» **Exercise data**:
★ ★ ★ ★ ★ ★ ★
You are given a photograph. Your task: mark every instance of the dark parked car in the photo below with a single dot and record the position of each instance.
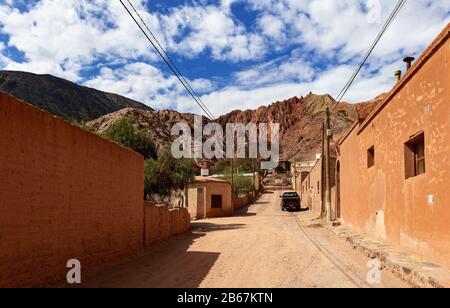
(290, 201)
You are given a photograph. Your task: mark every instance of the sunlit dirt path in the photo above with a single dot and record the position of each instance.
(260, 246)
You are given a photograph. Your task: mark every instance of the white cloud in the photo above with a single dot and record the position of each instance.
(329, 37)
(210, 28)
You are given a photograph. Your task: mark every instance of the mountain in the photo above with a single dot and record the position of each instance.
(300, 121)
(300, 118)
(63, 98)
(158, 123)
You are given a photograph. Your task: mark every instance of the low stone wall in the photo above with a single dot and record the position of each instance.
(161, 223)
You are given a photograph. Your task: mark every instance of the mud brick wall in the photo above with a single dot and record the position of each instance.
(64, 194)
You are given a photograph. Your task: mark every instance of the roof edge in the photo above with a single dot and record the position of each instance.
(429, 51)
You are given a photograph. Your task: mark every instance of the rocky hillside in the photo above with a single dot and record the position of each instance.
(158, 123)
(300, 118)
(63, 98)
(300, 121)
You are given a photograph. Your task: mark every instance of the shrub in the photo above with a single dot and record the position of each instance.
(166, 174)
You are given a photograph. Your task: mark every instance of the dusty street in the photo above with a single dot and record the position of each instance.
(260, 246)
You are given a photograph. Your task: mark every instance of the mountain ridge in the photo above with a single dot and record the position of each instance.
(63, 98)
(300, 118)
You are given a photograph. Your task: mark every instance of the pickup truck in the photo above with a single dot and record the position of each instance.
(290, 201)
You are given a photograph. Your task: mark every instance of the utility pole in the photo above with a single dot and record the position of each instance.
(328, 135)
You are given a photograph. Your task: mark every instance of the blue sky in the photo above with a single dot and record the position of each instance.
(237, 54)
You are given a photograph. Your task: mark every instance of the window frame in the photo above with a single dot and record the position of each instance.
(371, 157)
(413, 146)
(213, 203)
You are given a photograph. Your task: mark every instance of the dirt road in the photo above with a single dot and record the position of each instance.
(260, 246)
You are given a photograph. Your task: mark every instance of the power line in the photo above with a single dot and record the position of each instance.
(163, 51)
(169, 62)
(389, 21)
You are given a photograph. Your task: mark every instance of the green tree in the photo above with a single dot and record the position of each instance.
(124, 133)
(166, 173)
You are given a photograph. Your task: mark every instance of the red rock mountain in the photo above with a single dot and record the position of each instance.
(300, 121)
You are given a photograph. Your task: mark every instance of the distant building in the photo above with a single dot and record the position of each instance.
(300, 171)
(209, 197)
(393, 173)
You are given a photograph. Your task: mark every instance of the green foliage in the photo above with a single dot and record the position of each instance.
(166, 173)
(246, 165)
(242, 185)
(124, 133)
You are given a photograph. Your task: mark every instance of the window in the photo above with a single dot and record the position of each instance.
(371, 157)
(216, 201)
(415, 156)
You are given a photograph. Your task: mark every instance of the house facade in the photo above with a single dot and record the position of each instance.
(312, 188)
(394, 166)
(209, 197)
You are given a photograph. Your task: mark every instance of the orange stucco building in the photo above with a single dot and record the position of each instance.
(394, 167)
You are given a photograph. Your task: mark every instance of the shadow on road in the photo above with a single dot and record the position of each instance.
(211, 227)
(167, 264)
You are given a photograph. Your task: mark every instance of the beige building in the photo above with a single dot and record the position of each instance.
(209, 197)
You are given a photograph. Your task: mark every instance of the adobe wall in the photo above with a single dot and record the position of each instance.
(64, 194)
(380, 201)
(161, 223)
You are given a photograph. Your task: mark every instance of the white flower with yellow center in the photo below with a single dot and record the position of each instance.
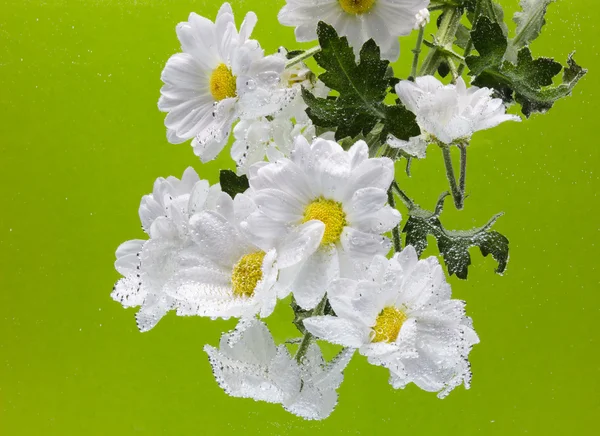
(358, 20)
(248, 364)
(231, 276)
(447, 113)
(220, 76)
(326, 210)
(255, 139)
(150, 266)
(401, 316)
(273, 137)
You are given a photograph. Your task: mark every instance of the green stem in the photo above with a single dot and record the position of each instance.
(450, 176)
(463, 172)
(444, 39)
(467, 52)
(453, 70)
(308, 337)
(417, 53)
(402, 196)
(302, 56)
(396, 229)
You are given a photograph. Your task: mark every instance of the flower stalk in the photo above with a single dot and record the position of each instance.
(456, 193)
(443, 39)
(303, 56)
(308, 337)
(417, 53)
(396, 230)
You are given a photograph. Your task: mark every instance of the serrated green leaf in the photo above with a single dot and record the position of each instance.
(528, 82)
(454, 244)
(233, 184)
(530, 21)
(292, 54)
(491, 10)
(300, 314)
(490, 43)
(463, 35)
(362, 89)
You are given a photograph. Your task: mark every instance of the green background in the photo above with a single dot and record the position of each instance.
(82, 140)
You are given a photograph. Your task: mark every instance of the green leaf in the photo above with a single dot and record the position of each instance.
(362, 89)
(463, 35)
(529, 25)
(292, 54)
(529, 81)
(454, 244)
(300, 314)
(490, 43)
(490, 9)
(233, 184)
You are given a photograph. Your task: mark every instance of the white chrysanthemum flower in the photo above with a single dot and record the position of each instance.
(248, 364)
(358, 20)
(326, 210)
(295, 78)
(401, 316)
(274, 137)
(255, 139)
(150, 266)
(447, 113)
(422, 18)
(221, 75)
(231, 276)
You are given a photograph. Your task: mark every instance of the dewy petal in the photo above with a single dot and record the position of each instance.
(432, 346)
(415, 146)
(337, 330)
(249, 365)
(217, 238)
(314, 275)
(318, 396)
(448, 112)
(128, 256)
(300, 243)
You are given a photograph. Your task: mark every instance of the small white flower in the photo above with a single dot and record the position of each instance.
★ ★ ★ ★ ★ ★ ★
Repeat the material above in full and unchanged, minus its images.

You are given a photograph. Your task: mark every instance of the dark parked car in the photo below with a single dot and record the position of each instance.
(290, 201)
You are given a photograph. Your task: mark every instance of the sunlit dirt path in the photo above with a single dot and record the position of each instance.
(260, 246)
You are given a photograph. Your task: mark every instance of the white cloud in the photo above with a single dot and record the position of each instance.
(329, 37)
(210, 28)
You are given a photograph. Your task: mark every instance of the mountain in the photo above with a single dot and record the position of each instance.
(300, 121)
(300, 118)
(63, 98)
(158, 123)
You are given a photograph. Your task: mark every instance of the low stone wall in the photo above with a single dot and record the position of each instance.
(161, 223)
You are given a photograph. Your task: mark every instance of the mud brick wall in the photo above with a single dot and record the position of each instance.
(64, 194)
You are given a photograph. Your task: mark every instance of the roof edge in the photo above with a single dot and record the position of each instance.
(429, 51)
You are given a photograph. Your task: mark every instance of the rocky hillside in the photo above with a single dot and record the position of each instance.
(158, 123)
(300, 118)
(63, 98)
(300, 121)
You are given a photograph. Your task: mark every instance of the shrub in the photo above with a single dot and record the position of each instance.
(166, 174)
You are given a photograph. Your task: mark every instance of the dusty street in the photo above with a single dot and record the position of each instance.
(260, 246)
You are given a photograph. Your task: mark every instance of the mountain ridge in the photo above with a single dot and record the position of each instance.
(63, 98)
(300, 118)
You are given a photograph. Your task: mark every instance of the pickup truck in the photo above with a single dot and record the position of each instance.
(290, 201)
You are given a photograph. Your task: mark every instance of the utility pole in the photo above with a single dot and record the position of each instance.
(328, 135)
You are given a photograph. Your task: mark every instance of the blue sky in the photo above with a single dot and record the position of each instance.
(237, 54)
You are given a photograph. Your task: mark every instance of the window frame in the photo above with a single dot and record the position of each instance.
(371, 157)
(413, 146)
(213, 203)
You are given a photograph. Your task: mark every instance of the dirt road in the photo above with a single dot and record the position of each instance.
(260, 246)
You are given a photograph. Your task: mark every instance of the power line in the photo above with a single dot and record the position of each instance.
(163, 51)
(169, 62)
(389, 21)
You are given a photograph. Your task: mark every instance of the green tree in the photo above with a single dot and record the position of each instance.
(124, 133)
(166, 173)
You are given a photograph. Your task: mark every instance of the red rock mountain in the photo above with a single dot and record the position of each instance.
(300, 121)
You are given a photograph. Your task: mark every instance of the distant building in the photo above with a single dot and record the position of each instance.
(300, 171)
(209, 197)
(393, 173)
You are given a photograph. Your task: mark every instance of the green foliage in the photo above with a single dot and record the position of each instance.
(166, 173)
(246, 165)
(242, 185)
(124, 133)
You are given a photograph. Your task: mark every instance of the window in the photo above with a single dot and record the position of each instance.
(371, 157)
(216, 201)
(415, 156)
You are given a photograph. Your task: mark every instance of the house facade in the photo above with a single dot and record the position of each instance.
(312, 188)
(394, 166)
(209, 197)
You are given a photograph. Your task: mark every instance of the orange stucco building in the photo above with a single dot and record the position of each instance.
(394, 167)
You are given a photograph. Your task: mark every instance of the shadow on road in the photo above with a single dot and record the position of each instance.
(211, 227)
(167, 264)
You are given a photograph. Your task: mark every instance of the beige building in the photo above with a single dot and record the position of each instance.
(209, 197)
You are given a photograph. Your task: mark every instance of the adobe wall in the photo above with a single dot and record the position of each instance.
(64, 194)
(380, 201)
(161, 223)
You are given a photograph. Your task: mark every instance of the white flower with yellow center in the photo below with a single dot and record the position of each instance.
(358, 20)
(248, 364)
(231, 276)
(447, 113)
(220, 76)
(326, 210)
(255, 139)
(150, 266)
(401, 316)
(273, 137)
You are given a photograph. Your task: mark every instance of the green stem in the photo above with a single dot and record the position of each instance.
(450, 176)
(463, 172)
(444, 39)
(467, 52)
(453, 70)
(308, 337)
(417, 53)
(402, 196)
(302, 56)
(396, 229)
You are given a photograph. Your task: mark every instance of the flower stalk in the photo above with a single dot and record the position of each instance.
(456, 193)
(443, 39)
(303, 56)
(308, 337)
(417, 53)
(396, 230)
You are given a photograph. Your task: mark every instance of the serrated green leaf in the photo above with a single dot and record the position of each instance.
(528, 82)
(454, 244)
(233, 184)
(530, 21)
(292, 54)
(491, 10)
(300, 314)
(490, 43)
(463, 35)
(362, 89)
You are given a photograph. Your task: mark every instance of the green background in the photo above with a single dot and record the position of each instance.
(82, 140)
You are given a photograph. Your task: mark every instance of the green leaf in the photo above with a single dot and record the position of each instance.
(362, 89)
(463, 35)
(529, 25)
(292, 54)
(529, 81)
(454, 244)
(300, 314)
(490, 43)
(490, 9)
(233, 184)
You are given a photograph. Your task: mark every instance of the white chrysanthemum flower in the photo above with a single dot and record the position of each instance.
(248, 364)
(358, 20)
(326, 210)
(295, 78)
(401, 316)
(274, 137)
(255, 139)
(150, 266)
(447, 113)
(422, 18)
(221, 75)
(231, 276)
You are given a photograph. Your task: mark every instance of the dewy petal in the photo above with a single dot and record the position of each instance.
(432, 346)
(415, 146)
(337, 330)
(249, 365)
(217, 238)
(314, 275)
(318, 396)
(448, 112)
(128, 256)
(300, 243)
You are given a photograph. Your task: mark every instance of the small white flower in the photo above with a single dot and record the position of each instance.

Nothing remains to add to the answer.